Exercise brief ::
Identify the line in which "In this picture, where can the round" appears, then reproduce that line and all remaining lines of the records word for word.

Data for processing ::

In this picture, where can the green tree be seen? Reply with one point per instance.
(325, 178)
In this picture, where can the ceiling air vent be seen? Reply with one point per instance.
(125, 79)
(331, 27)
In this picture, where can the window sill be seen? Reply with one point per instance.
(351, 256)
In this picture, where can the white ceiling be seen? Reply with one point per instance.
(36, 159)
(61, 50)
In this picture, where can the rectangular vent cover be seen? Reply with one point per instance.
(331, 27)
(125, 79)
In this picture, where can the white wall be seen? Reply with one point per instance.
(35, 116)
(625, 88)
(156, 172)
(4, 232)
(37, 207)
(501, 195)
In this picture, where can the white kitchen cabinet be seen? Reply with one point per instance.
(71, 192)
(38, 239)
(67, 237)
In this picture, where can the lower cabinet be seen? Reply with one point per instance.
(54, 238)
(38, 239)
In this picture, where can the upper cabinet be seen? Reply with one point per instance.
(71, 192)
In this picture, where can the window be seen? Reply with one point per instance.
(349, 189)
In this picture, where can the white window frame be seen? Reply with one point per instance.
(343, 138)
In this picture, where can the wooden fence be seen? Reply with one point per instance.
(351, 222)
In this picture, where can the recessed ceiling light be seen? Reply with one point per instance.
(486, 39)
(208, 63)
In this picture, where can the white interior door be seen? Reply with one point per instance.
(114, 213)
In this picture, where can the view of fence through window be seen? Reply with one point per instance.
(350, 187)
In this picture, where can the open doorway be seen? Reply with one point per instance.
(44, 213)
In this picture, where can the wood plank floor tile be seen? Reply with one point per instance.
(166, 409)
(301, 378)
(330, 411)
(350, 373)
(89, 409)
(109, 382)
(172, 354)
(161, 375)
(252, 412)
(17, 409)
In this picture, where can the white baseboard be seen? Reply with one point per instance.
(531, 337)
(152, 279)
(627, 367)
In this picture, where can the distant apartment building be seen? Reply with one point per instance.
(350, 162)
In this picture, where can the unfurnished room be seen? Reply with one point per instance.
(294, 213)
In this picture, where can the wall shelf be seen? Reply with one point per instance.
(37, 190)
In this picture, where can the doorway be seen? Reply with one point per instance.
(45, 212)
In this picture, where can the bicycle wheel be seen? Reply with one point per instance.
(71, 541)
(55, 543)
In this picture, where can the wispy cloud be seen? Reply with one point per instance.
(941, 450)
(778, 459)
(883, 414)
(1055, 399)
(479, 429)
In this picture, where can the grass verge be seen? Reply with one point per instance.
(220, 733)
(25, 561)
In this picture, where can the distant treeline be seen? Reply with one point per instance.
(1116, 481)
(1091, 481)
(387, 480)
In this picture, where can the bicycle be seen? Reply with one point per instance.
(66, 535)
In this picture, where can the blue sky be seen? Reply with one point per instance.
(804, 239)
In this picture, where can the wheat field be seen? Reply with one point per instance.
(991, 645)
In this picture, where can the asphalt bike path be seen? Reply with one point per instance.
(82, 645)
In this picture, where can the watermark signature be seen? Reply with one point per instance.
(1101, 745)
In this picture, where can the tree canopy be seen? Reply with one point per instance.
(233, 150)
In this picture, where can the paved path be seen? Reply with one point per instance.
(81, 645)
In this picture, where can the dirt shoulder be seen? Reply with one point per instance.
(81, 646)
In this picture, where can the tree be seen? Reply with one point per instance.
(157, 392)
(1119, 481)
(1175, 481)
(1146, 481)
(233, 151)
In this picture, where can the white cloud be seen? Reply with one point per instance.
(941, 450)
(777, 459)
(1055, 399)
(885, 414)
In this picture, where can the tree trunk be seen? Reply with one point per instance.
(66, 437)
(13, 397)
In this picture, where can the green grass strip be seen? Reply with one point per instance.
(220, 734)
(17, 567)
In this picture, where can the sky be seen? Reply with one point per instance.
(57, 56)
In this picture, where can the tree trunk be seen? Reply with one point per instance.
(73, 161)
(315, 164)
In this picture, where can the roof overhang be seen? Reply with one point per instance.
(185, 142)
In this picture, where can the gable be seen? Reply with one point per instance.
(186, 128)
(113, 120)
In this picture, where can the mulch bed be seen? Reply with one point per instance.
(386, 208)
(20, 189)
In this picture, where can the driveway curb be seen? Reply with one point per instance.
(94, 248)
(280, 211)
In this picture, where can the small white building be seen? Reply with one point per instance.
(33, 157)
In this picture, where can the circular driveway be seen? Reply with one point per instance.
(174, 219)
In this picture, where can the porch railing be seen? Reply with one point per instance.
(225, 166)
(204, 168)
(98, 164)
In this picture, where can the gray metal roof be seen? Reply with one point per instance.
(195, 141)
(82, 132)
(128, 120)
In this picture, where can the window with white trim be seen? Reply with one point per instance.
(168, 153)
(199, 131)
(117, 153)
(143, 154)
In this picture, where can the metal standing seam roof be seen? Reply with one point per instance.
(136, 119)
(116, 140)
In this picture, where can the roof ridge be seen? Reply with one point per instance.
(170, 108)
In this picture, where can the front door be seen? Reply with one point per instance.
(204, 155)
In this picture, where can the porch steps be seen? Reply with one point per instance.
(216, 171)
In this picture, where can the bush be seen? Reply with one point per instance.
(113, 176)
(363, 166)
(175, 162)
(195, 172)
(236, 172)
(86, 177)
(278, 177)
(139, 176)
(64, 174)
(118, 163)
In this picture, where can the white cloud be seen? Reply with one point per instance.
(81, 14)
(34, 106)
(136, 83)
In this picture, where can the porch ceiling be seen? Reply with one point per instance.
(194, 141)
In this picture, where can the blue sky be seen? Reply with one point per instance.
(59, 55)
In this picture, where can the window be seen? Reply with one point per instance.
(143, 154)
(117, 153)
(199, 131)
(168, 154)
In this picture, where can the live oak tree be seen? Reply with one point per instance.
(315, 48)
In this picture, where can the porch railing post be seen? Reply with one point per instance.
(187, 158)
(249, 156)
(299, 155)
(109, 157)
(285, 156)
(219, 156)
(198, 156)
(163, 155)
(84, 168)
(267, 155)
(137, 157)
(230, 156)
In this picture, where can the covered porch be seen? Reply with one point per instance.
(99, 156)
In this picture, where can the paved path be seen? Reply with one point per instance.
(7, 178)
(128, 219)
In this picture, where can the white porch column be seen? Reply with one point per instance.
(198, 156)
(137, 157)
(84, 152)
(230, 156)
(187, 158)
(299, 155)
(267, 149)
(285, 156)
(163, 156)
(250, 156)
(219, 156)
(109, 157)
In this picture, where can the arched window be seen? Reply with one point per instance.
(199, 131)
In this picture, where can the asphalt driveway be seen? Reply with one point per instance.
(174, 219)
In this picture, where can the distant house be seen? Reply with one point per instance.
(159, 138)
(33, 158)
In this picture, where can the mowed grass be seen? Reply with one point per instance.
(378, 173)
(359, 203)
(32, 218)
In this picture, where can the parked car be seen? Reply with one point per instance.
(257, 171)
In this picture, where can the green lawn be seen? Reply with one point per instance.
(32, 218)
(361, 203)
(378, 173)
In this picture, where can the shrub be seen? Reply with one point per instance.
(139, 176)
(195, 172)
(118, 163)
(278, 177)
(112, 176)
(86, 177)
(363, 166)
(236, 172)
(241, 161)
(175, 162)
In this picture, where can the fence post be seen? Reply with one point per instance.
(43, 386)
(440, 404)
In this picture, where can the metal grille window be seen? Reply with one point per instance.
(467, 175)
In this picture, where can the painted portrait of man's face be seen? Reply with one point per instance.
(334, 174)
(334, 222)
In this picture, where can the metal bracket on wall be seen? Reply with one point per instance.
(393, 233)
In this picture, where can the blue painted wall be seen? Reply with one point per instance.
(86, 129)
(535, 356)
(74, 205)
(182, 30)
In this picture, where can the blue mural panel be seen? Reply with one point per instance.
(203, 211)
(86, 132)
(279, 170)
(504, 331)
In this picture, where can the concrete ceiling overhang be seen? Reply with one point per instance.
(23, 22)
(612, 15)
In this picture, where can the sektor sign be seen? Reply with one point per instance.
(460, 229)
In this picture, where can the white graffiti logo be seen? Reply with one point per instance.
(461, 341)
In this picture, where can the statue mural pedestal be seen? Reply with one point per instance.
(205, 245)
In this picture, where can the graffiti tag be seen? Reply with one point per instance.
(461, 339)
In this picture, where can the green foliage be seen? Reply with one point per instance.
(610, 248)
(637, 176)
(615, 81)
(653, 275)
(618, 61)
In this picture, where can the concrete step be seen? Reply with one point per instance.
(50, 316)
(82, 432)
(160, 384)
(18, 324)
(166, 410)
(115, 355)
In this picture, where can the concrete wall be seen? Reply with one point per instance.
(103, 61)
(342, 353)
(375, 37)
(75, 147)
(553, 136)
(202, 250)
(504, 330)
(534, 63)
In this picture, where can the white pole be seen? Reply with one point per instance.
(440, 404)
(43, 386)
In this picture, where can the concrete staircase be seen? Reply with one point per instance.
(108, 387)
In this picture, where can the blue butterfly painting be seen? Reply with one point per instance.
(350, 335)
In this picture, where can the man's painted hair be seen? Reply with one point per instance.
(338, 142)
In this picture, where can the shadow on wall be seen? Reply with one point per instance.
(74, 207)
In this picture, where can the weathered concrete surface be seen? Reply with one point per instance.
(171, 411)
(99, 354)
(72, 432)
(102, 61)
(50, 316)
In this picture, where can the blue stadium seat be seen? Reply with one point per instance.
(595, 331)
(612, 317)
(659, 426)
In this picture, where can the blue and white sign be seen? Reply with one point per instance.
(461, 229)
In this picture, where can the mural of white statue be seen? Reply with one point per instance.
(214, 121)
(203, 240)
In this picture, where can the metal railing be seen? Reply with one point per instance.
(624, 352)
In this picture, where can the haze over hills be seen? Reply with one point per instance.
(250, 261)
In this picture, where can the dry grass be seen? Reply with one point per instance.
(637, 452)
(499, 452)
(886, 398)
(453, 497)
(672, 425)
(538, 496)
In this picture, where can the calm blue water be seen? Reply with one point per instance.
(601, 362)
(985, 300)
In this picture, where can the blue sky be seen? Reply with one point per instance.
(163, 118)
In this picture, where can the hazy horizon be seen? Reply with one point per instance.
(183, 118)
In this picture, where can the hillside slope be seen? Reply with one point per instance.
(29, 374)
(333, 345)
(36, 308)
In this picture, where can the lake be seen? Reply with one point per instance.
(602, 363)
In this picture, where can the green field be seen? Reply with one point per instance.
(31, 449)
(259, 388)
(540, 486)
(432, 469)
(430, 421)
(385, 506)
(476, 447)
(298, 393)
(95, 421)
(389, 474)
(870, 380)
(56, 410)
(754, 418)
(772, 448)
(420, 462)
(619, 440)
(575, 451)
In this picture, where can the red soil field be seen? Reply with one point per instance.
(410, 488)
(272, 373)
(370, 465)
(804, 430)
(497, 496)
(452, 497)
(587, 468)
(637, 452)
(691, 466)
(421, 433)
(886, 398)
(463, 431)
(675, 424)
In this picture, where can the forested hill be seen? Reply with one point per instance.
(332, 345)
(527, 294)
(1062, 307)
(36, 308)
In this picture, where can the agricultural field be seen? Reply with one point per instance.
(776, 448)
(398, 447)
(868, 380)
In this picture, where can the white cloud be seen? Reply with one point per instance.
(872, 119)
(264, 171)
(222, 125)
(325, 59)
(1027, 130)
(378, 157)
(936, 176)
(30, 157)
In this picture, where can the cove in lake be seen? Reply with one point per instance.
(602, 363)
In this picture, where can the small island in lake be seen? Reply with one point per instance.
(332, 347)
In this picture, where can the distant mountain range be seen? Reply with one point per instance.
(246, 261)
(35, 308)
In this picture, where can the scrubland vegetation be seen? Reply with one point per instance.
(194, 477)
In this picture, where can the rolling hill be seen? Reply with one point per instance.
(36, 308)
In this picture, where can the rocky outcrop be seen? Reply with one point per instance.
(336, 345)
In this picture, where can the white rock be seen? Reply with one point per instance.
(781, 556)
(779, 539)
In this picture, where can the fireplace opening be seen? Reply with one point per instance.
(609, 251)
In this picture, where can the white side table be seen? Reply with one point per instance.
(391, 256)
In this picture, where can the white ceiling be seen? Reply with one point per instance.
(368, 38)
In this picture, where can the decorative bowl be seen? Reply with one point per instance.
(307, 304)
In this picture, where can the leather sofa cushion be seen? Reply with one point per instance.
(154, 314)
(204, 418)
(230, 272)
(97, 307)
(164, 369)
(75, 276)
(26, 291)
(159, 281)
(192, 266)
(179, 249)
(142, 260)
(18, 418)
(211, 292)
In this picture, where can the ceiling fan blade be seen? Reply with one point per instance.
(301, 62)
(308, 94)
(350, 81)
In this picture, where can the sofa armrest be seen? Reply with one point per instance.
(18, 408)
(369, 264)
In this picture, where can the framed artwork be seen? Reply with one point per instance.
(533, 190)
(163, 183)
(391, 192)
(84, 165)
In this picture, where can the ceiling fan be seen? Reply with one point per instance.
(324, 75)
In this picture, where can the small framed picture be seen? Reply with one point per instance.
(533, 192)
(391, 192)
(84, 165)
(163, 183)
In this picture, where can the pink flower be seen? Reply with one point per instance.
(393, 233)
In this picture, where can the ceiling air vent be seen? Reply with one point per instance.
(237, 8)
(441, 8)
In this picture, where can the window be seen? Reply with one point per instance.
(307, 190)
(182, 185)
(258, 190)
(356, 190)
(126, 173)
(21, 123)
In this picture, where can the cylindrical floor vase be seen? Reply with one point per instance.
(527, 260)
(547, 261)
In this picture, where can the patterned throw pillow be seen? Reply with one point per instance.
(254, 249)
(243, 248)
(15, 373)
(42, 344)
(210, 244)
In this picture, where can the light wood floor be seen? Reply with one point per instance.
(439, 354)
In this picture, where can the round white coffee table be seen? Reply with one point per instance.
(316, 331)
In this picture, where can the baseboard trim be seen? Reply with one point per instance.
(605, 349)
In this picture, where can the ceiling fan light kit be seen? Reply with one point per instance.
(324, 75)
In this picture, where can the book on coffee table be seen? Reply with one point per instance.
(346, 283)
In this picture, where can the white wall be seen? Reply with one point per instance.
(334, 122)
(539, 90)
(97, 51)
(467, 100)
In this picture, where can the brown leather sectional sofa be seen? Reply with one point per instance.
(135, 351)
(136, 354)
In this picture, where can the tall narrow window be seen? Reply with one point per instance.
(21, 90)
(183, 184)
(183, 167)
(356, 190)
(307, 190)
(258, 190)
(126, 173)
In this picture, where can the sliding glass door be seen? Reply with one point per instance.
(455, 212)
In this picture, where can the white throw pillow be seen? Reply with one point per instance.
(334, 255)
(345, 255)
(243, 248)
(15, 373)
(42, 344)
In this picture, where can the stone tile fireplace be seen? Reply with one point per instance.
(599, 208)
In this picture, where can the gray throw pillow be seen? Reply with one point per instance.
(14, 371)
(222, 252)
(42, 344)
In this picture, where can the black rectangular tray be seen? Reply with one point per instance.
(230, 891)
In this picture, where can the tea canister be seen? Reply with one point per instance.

Response for this exercise ::
In this picture, where can the round white coffee table be seen? Reply with one point per instance.
(316, 331)
In this picture, where can the baseboard trim be seen? Reply with one point per instance.
(605, 349)
In this picture, where can the ceiling fan light kit be seen? Reply with one point per instance.
(324, 75)
In this picture, where can the book on coffee table be seen? Reply with one point per instance.
(346, 283)
In this picture, where can the white wall be seen? Reply with one point per instance.
(334, 122)
(539, 90)
(97, 51)
(467, 100)
In this picture, where can the brown leather sectional sofa be seen? Reply with one point per instance.
(135, 351)
(136, 354)
In this picture, where can the tall narrow window be seen? Reply with one point per instance.
(21, 90)
(183, 184)
(183, 167)
(356, 190)
(307, 190)
(258, 190)
(126, 173)
In this picture, where can the sliding glass door be seen? Reply with one point per instance.
(455, 212)
In this picture, where can the white throw pillow be seen? Reply with one point per instance.
(334, 255)
(345, 255)
(243, 248)
(15, 373)
(42, 344)
In this picture, where can the stone tile fireplace be seen? Reply with one point per instance.
(599, 208)
In this picture, where can the gray throw pillow be seen? Reply with one point per instance.
(14, 371)
(222, 252)
(42, 344)
In this picture, where can the black rectangular tray be seen? Reply with one point per instance.
(230, 891)
In this picture, where can the tea canister be seen? Reply with one point per instance.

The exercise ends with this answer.